(Point localization data)
^^^^^^^^
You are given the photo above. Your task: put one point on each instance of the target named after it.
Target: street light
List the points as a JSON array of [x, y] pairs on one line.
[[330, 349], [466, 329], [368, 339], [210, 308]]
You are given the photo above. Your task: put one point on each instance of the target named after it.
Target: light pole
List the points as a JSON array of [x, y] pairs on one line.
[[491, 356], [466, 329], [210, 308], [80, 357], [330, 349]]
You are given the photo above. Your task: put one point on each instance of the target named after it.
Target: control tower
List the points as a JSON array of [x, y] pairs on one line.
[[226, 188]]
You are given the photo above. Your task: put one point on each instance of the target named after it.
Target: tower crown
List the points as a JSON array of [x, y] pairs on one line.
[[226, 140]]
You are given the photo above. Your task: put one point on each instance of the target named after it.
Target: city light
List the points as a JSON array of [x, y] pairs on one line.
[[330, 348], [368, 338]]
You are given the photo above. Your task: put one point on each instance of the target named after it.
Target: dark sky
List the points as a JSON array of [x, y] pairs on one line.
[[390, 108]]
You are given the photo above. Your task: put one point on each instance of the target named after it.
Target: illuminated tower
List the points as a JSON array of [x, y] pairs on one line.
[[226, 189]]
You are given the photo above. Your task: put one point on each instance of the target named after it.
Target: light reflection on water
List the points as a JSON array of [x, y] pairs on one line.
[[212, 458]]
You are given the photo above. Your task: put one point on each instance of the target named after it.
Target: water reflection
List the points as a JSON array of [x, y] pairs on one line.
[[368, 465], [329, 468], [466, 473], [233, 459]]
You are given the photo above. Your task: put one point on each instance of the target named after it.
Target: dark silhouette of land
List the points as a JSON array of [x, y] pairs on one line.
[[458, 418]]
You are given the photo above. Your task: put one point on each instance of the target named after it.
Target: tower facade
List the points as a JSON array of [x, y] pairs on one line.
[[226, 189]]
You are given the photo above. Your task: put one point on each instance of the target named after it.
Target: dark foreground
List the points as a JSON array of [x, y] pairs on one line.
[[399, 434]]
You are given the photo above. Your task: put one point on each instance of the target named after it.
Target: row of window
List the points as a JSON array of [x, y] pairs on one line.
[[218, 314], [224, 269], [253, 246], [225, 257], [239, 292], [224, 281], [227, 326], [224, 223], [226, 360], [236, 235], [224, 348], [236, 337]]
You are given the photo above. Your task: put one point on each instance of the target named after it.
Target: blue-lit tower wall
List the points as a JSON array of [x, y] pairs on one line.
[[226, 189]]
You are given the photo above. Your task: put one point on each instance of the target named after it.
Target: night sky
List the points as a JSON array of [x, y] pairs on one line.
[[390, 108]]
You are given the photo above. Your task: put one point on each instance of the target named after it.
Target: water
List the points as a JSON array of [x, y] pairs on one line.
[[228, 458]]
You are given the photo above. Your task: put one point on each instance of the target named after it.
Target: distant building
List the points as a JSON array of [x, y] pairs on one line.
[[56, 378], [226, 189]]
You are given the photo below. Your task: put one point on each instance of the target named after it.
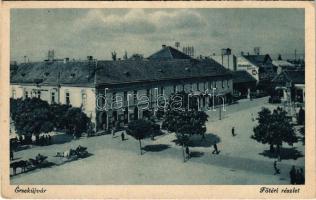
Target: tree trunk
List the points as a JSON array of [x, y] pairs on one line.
[[278, 152], [183, 152], [271, 148], [140, 147]]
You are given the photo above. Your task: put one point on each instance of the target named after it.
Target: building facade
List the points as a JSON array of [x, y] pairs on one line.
[[118, 91]]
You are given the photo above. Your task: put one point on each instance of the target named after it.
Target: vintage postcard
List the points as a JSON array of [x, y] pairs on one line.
[[158, 100]]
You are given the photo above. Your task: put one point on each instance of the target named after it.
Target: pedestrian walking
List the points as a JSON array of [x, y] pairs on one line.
[[113, 132], [49, 139], [187, 151], [293, 175], [298, 177], [276, 169], [33, 139], [302, 176], [215, 149], [11, 155], [233, 131]]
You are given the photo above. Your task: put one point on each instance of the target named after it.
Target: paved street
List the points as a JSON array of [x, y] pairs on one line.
[[241, 160]]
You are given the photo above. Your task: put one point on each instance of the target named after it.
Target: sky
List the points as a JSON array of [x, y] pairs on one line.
[[78, 33]]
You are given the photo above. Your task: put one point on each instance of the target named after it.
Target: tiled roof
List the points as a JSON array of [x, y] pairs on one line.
[[168, 53], [78, 73], [258, 59], [242, 77], [89, 73], [295, 76], [126, 71]]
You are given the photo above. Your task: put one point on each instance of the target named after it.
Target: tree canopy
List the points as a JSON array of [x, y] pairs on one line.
[[35, 116], [140, 129], [274, 128], [185, 123]]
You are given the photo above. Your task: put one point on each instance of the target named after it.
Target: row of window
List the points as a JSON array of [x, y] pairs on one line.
[[175, 89], [53, 96]]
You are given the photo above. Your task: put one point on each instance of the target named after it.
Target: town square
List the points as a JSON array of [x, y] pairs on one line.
[[157, 97]]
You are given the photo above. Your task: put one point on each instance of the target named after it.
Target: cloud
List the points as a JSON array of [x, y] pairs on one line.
[[137, 21]]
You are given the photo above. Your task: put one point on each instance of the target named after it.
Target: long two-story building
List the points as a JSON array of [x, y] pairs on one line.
[[122, 90]]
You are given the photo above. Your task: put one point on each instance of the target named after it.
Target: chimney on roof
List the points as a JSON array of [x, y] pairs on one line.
[[66, 60], [51, 55]]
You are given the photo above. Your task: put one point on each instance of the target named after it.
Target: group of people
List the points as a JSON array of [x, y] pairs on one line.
[[43, 140], [297, 176]]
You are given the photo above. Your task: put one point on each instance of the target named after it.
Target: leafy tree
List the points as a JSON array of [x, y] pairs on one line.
[[31, 116], [302, 131], [185, 123], [140, 129], [35, 116], [274, 129], [76, 121], [60, 111], [301, 116]]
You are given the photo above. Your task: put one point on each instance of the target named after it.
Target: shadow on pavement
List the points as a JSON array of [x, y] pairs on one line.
[[196, 154], [209, 140], [156, 147], [286, 153], [61, 138], [198, 141]]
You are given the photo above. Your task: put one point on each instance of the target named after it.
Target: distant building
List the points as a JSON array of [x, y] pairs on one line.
[[283, 65], [243, 84], [290, 85], [119, 91]]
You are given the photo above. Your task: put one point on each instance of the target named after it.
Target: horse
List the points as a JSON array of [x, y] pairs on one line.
[[23, 164]]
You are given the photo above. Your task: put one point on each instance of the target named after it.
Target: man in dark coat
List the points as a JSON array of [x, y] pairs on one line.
[[276, 169], [11, 155], [215, 149], [293, 175], [233, 131], [187, 151]]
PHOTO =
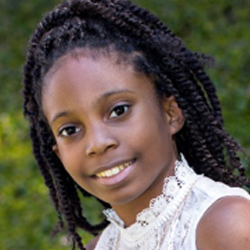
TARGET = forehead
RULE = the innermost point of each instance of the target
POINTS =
(85, 78)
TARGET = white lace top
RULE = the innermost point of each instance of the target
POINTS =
(170, 221)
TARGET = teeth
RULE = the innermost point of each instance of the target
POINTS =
(114, 171)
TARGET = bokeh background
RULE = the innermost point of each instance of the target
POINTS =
(217, 28)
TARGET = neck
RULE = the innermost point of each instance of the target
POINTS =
(128, 211)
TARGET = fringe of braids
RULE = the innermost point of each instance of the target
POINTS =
(121, 26)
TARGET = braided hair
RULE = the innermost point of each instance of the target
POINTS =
(140, 37)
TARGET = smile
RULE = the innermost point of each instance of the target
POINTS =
(113, 171)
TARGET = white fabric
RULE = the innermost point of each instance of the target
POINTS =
(171, 220)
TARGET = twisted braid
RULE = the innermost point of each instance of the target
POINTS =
(141, 38)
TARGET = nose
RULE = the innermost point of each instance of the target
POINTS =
(99, 140)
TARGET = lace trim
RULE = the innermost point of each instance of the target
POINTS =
(161, 210)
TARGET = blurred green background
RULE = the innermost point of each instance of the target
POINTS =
(217, 28)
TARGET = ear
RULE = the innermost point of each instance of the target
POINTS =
^^^^^^^^
» **WHAT YOU ARE ASKED TO DO**: The word to find is "tower". Copy every line of the data that holds it.

» **WRITTEN ANSWER**:
Target: control tower
Target: tower crown
Target: illuminated tower
Target: tower facade
Target: blue-lit tower wall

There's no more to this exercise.